TO DO — Retype all of the listing exactly, passing over any picture you find.

-------- GIVEN RECORDS

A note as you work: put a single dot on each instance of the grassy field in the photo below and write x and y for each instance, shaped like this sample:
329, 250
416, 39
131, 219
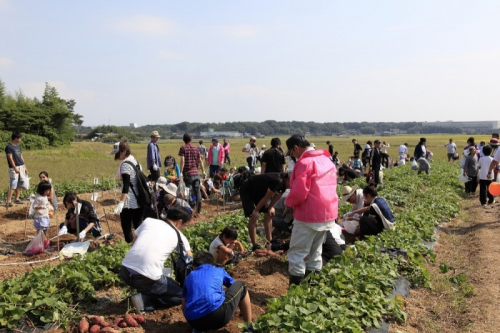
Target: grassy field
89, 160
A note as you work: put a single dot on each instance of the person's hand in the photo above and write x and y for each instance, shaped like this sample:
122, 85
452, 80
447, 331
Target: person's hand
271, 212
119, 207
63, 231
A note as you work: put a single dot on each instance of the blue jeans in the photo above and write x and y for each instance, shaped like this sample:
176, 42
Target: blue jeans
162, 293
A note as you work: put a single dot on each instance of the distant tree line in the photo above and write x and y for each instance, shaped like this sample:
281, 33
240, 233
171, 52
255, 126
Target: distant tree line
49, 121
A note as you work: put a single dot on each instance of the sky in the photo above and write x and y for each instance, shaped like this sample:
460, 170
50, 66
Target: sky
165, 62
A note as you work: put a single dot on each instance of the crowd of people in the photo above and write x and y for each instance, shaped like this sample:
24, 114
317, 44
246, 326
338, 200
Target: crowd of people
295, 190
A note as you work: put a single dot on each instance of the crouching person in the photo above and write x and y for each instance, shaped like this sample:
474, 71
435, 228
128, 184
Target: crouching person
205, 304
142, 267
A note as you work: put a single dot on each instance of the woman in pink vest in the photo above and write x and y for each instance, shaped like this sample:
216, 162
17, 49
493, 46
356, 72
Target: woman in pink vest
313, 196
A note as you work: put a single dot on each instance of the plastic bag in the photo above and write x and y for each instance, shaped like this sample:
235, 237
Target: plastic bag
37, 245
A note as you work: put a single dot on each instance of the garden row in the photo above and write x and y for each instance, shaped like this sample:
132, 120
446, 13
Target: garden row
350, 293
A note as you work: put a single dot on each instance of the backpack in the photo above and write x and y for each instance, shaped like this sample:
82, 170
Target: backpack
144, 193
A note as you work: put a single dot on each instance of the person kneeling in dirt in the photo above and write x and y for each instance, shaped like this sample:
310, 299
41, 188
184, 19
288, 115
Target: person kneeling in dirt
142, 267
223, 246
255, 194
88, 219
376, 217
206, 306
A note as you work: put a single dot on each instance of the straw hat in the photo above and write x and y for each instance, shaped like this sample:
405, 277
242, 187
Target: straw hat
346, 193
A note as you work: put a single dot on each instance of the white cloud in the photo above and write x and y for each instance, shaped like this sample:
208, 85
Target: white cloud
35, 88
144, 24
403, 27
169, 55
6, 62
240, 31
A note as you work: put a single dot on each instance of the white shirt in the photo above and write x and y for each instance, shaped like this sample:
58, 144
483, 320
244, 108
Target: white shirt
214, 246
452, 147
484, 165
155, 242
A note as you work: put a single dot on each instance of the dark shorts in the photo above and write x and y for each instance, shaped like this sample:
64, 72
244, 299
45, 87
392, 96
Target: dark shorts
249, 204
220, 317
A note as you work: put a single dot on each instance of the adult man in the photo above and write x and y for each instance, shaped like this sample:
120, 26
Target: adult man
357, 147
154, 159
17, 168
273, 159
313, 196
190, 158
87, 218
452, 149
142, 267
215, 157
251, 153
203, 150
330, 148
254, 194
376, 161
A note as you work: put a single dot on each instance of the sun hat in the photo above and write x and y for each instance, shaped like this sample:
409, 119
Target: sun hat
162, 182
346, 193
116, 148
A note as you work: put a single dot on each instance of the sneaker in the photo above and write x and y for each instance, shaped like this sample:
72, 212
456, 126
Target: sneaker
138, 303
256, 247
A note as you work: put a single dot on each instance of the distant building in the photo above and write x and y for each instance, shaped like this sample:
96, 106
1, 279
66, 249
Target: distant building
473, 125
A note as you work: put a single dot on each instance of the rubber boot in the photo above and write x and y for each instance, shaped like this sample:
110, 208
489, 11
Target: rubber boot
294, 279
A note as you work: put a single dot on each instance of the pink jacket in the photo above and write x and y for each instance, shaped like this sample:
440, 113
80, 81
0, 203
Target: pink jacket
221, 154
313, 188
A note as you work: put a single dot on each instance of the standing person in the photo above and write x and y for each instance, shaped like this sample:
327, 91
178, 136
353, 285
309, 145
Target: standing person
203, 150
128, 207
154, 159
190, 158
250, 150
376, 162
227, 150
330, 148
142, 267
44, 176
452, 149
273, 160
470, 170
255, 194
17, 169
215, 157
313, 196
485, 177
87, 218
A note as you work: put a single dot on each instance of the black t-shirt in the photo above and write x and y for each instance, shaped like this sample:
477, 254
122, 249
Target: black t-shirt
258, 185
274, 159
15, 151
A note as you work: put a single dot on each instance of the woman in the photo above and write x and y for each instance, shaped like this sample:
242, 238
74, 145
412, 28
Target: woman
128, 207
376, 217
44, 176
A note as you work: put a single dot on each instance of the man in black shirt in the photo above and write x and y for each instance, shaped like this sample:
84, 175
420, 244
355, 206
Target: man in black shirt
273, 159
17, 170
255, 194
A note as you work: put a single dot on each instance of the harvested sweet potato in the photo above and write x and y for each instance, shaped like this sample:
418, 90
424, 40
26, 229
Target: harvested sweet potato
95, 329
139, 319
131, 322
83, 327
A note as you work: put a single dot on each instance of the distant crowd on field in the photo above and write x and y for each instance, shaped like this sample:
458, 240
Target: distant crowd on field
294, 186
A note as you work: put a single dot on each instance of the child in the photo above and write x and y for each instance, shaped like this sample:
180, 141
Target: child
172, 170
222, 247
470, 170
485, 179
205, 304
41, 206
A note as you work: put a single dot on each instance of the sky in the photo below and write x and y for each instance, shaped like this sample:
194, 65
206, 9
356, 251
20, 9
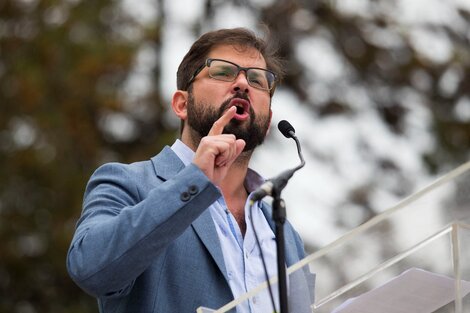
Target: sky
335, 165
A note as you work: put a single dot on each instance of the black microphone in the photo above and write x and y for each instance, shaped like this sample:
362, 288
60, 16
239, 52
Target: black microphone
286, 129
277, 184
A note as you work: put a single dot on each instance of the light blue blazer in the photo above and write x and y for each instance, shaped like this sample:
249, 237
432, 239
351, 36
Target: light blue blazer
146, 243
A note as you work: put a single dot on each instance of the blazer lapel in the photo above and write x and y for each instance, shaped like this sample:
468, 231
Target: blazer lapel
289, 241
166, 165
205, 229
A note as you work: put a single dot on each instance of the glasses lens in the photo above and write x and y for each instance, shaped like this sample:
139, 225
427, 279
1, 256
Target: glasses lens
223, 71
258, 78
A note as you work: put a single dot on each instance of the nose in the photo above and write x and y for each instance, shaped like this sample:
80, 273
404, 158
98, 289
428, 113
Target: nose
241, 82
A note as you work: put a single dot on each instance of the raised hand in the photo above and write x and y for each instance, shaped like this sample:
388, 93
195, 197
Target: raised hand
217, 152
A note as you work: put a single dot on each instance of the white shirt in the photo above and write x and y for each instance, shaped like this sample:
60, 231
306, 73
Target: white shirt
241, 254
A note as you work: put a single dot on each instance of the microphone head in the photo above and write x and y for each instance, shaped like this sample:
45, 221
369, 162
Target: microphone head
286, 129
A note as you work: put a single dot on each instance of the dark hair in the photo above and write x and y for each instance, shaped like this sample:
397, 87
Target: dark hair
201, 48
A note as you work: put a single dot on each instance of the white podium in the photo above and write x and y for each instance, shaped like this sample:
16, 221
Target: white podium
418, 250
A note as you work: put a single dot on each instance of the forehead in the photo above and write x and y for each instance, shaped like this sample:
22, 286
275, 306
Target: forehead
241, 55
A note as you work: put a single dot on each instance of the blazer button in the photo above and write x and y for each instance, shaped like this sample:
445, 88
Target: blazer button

----------------

RESPONSE —
A note as you work: put a single dot on each instance of the grassy field in the photo below and write x and y for each instance, shaped like this sample:
329, 250
416, 39
131, 219
Target: grassy field
89, 160
A note as you work: put a single dot on each instance of the person's hand in the photo above and write x and y for each instance, shaped like this sample:
122, 85
452, 80
447, 331
Target: person's hand
271, 212
119, 207
63, 231
A note as you work: put a single dot on each instance of the blue jeans in the photo above and write x and y for each instance, shaped like this sample:
176, 42
Target: blue jeans
162, 293
A note as you work: put a single dot on each instance of the distant tree line in the photo above and write x and y for each instance, shaped like this sample:
281, 33
240, 233
171, 52
255, 126
Target: distant tree line
49, 121
A note as you work: put a single dot on each instance of the sky in the photo above and write x and y for each instance, shaped like this sample:
460, 170
50, 66
Target: sky
165, 62
A note as you work: put a single dot on each instance of the crowd of people in the photo above and write x and y for each instance, shaped like this sample:
24, 114
317, 44
246, 326
338, 200
Target: crowd of people
295, 190
A note as you work: put a single dot on each instance of the crouching person in the photo above and write x and y for each instance, shaped like this sample:
474, 71
435, 228
128, 184
Target: crouching person
205, 304
142, 267
A note as you work: put a single dot on each instance of the woman in pink vest in the photo above and write x and y for each instance, shaped like this sample:
216, 162
17, 49
493, 46
356, 72
Target: woman in pink vest
313, 196
A note as you work: put a single dot on each instance of the plastic bag in the photo above and write x and y for each instance, shaped like this sample:
235, 237
Target: plastic bag
37, 245
A note as you work: put a single dot on each instance of the garden row in the photo above and write x and y for each instance, shaped like this sample:
132, 120
446, 13
Target: garden row
350, 293
A note as you work: put a single dot on each instance of the backpack in the photo above and write x and y for each instance, shaped like this sample:
82, 170
Target: backpack
144, 193
A note as you work: put a single dot on each instance of the person kneeling in dirt in the photo above and write x and y for each instance, shaped like this sample:
310, 299
41, 188
184, 19
288, 115
Target: person kneeling in dirt
142, 267
223, 246
255, 194
88, 219
376, 217
206, 306
A note as you work: put a single dot on each instance of the straw hat in the photo above and write x and y for each instance, shaped like this sample:
405, 277
242, 187
Target: straw hat
346, 193
A note as you work: put a single dot on each instance of the white cloud in the photo above and write x and y for each instance, shaped like this sample:
208, 85
Target: white cloud
35, 88
144, 24
403, 27
169, 55
6, 62
240, 31
A note as you work: put a single dot on each instance of the white shirt in the photo above and write x and y for each instance, shaped like this sample:
58, 144
483, 320
244, 108
Target: white shirt
214, 246
452, 147
484, 165
155, 242
A note as you work: put a single dot on each instance of the dark shorts in the photo above and write x and y for each instance, shaped like this sample:
64, 72
244, 299
45, 87
392, 96
Target: dark shorts
249, 204
220, 317
A note as you work: put a single dot on each instance of the adult man in the photo above and write x and y for each instance, shaped like this sample:
120, 26
Target: adult man
357, 147
154, 159
17, 168
273, 159
313, 196
190, 158
87, 218
452, 149
142, 267
215, 157
251, 153
203, 150
330, 148
254, 194
376, 161
A note as you work: put a single dot on each instance of the sun hat in the photo above and write x and y for each instance, shaped like this sample:
409, 119
Target: sun hat
162, 182
346, 193
116, 148
A note as you work: put a single dot on each instance of the sneaker in the photo above and write x and y for each instance, shaped like this sample:
72, 212
456, 126
Target: sneaker
138, 303
256, 247
A note as you work: put a single dot on each instance of the distant building in the photo above and write x and y for each instance, shaped like this sample:
96, 106
1, 279
66, 249
Target: distant building
473, 125
A note as you work: put a single dot on each instance of the rubber boot in the photo above and write x and y for each instance, shaped like this sample:
110, 208
489, 11
Target: rubber boot
294, 279
A note as you work: put a single dot on each instance of the pink jacket in the photo above and write x and y for each instance, shaped like this sample:
440, 113
80, 81
0, 203
Target: pink jacket
221, 154
313, 188
A note as you work: put a single dot on each instance of the standing person in the photo above and write x and y for each instance, shaped like this sample:
327, 91
178, 136
353, 285
309, 145
Target: standing person
203, 150
128, 207
154, 159
190, 158
250, 150
376, 162
227, 150
330, 148
142, 267
44, 176
452, 149
273, 160
470, 170
255, 194
17, 169
215, 157
313, 196
485, 177
87, 218
A note as you work: put a single dot on each instance of the black t-shirt in the photo above and write x and y for each instance, shaped like this sample:
477, 254
122, 249
Target: black t-shirt
258, 185
274, 159
15, 151
A note as you work: put a single dot on each instance of the woman in the photo above and write x and y for each instance, shaped like this sample:
242, 238
74, 145
412, 28
Target: woman
128, 207
376, 217
44, 176
A note as you work: put a single dot on each instance of the man in black shirt in the photo above and write x and y for each instance, shaped like this sample:
84, 175
420, 244
355, 206
Target: man in black shirt
273, 159
17, 170
255, 194
A note as you work: put a single dot on each instance of the harvested sweet potato in the photo above and write x and y for each instance, shaped like this sample:
418, 90
424, 40
26, 229
Target: harvested sweet potato
95, 329
139, 319
131, 322
83, 327
A note as you work: put a single dot on each instance of the distant crowd on field in the photo above and write x and y for each instance, shaped like this sample:
458, 240
Target: distant crowd on field
294, 186
A note as you work: put a single dot on each instance of the child in the photo above and write x and y for each instance, shaped like this sample:
180, 141
Target: child
172, 170
222, 247
470, 170
485, 179
205, 304
41, 206
A note as you work: put a single dot on each instance of the sky in the photo below and write x and y for each instance, shaped like this sample:
194, 65
206, 9
356, 251
20, 9
Target: sky
335, 165
A note as you work: put a single dot on each instance of the black microphone in the photo above and write x and y for each instance, shaped like this sample:
362, 288
60, 16
239, 52
Target: black microphone
286, 129
277, 184
A note as you work: put a single dot on each instance of the light blue blazer in the photo above and write x and y for each instance, shaped like this sample:
249, 237
432, 239
351, 36
Target: light blue blazer
146, 243
A note as you work: put a single dot on each instance of the blazer lapel in the photo above and write x and y for each instance, shaped like this sample:
468, 231
Target: blazer lapel
289, 241
166, 165
205, 229
A note as you work: put a single dot on each instance of the glasses lens in the photo above and write x and y for each instance, shaped like this sample:
139, 225
427, 279
1, 256
Target: glasses lens
223, 71
258, 78
A note as you work: put a single dot on each instance of the nose in the photo above and write x and y for each instance, shaped like this sample:
80, 273
404, 158
98, 289
428, 113
Target: nose
241, 82
A note as you work: put a single dot on each instance of the raised hand in the photo above and write x and y for each instance, shaped like this sample:
388, 93
195, 197
Target: raised hand
217, 152
A note as you work: put a single dot on each instance of the white shirt in the photo above and write x and y for each instance, shaped like this sample:
60, 231
306, 73
Target: white shirt
241, 254
A note as you work: put a single dot on each instance of the microphone head in the photo above and write x and y for each instance, shaped like this sample:
45, 221
369, 162
Target: microphone head
286, 129
A note as you work: put a single dot on each instance of the dark hair in the photo above and write x and y for each instance, shaped like this sample:
397, 87
Target: dark hair
201, 48
A note as you work: put a single dot on each instance of the white podium in the photo above and write x and y for each instance, shaped like this sample:
16, 221
Target: white podium
418, 250
A note as you work: put a single dot on each instance of the forehead in the photo above and write x and y for each instance, shaped like this sample:
22, 286
275, 306
Target: forehead
241, 55
A note as you work: put a single dot on each instance of the blazer button in the photo above and write x and y for each instance, shaped like this sample:
445, 88
Target: blazer button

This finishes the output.